-------- SUPPLIED MATERIAL --------

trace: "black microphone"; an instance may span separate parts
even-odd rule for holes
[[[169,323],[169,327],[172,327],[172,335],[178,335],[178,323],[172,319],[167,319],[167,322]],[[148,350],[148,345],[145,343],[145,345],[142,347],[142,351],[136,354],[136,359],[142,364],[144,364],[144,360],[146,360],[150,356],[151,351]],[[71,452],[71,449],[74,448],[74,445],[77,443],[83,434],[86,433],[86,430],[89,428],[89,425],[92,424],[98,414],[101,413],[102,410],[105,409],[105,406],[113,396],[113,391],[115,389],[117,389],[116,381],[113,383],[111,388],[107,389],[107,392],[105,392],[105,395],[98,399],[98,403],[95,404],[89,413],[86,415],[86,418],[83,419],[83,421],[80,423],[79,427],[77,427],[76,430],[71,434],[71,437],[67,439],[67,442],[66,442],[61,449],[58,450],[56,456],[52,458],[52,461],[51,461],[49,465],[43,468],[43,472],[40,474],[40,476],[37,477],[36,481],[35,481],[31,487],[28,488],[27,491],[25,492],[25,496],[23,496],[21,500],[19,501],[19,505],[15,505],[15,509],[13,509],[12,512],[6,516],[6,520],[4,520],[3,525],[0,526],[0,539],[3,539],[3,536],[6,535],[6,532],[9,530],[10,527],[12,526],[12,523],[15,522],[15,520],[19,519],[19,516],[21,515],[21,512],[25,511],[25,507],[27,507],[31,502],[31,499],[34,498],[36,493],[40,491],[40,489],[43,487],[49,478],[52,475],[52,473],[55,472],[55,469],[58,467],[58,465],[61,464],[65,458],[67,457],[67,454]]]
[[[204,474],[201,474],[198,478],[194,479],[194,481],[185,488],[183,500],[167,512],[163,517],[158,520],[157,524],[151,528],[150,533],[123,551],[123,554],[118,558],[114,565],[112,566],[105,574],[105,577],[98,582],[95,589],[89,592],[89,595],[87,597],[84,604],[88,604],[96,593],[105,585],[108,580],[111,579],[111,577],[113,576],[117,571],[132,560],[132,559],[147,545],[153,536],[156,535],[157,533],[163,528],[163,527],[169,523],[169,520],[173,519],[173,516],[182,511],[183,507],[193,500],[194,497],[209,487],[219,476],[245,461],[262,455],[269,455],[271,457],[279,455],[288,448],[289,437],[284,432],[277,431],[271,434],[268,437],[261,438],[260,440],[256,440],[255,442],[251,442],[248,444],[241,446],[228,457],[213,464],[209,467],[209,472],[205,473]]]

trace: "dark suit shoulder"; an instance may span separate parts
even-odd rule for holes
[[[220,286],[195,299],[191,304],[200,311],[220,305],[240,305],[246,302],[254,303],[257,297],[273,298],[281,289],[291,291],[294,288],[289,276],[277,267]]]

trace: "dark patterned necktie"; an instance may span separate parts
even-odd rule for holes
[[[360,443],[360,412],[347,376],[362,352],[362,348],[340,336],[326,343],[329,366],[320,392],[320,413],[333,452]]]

--------

Find each line in the entries that contains the word "instance", and copy those lines in full.

> _WRITTEN SOLUTION_
trace: "black microphone"; an instance may span separate parts
trace: "dark suit shoulder"; an instance may span separate parts
trace: "dark patterned necktie"; an instance may span separate parts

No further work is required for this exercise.